* _WORK REQUIRED_
Return the lines below that carry the word "mirror".

Stored items
------

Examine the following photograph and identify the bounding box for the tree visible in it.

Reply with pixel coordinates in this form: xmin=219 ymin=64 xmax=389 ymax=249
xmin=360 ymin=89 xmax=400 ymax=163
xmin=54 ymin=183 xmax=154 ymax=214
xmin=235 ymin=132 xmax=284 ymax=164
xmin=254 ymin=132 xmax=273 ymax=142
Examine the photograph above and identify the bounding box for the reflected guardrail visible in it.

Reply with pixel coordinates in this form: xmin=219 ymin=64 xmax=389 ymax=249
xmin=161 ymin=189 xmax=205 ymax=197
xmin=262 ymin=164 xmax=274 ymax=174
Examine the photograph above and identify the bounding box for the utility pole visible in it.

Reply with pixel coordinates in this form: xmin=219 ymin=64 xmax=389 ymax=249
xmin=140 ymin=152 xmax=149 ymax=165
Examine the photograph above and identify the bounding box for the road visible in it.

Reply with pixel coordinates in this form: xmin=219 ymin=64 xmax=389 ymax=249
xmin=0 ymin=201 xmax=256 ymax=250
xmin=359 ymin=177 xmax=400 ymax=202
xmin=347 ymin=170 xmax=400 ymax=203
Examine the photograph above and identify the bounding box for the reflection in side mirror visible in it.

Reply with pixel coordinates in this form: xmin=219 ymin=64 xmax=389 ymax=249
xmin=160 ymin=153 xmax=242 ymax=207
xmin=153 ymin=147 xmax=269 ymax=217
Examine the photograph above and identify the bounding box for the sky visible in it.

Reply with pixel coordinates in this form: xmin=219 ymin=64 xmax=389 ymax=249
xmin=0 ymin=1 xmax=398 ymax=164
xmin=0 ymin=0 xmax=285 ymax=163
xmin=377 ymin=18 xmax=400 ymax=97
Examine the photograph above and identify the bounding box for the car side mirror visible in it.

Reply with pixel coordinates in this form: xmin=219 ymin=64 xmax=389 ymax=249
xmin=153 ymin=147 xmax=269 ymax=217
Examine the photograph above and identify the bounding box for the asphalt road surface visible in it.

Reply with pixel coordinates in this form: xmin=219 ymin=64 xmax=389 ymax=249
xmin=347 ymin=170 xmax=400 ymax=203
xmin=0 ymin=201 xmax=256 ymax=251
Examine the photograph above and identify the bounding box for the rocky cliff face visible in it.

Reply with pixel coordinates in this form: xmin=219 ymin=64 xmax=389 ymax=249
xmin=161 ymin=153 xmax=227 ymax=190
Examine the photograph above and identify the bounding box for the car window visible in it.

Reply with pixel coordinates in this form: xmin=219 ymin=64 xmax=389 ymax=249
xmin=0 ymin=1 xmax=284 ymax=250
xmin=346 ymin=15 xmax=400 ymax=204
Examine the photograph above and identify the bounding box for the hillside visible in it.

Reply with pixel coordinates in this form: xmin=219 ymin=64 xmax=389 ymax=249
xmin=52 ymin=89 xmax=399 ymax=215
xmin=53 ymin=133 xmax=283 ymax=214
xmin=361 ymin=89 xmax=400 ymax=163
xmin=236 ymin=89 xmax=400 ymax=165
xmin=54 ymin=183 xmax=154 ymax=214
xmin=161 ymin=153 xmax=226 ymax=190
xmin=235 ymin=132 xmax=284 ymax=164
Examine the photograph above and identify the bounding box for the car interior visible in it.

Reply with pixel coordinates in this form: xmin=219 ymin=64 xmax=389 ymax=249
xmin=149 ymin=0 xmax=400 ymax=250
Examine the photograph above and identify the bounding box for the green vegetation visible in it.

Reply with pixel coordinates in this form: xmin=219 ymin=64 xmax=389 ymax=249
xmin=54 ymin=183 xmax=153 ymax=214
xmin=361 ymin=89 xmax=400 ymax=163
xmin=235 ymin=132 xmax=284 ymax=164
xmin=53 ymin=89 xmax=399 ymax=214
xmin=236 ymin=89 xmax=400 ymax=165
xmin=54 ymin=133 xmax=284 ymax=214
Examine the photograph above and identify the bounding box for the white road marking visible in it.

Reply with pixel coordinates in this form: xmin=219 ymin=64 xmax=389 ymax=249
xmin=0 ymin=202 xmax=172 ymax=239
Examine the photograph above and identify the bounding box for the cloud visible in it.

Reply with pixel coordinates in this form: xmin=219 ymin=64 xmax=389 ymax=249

------

* _ANSWER TO THE EXERCISE_
Examine the photograph above and identify the bounding box for the reflection in side mirror visible in it.
Examine the photograph above and identify the bounding box for the car side mirror visible in it.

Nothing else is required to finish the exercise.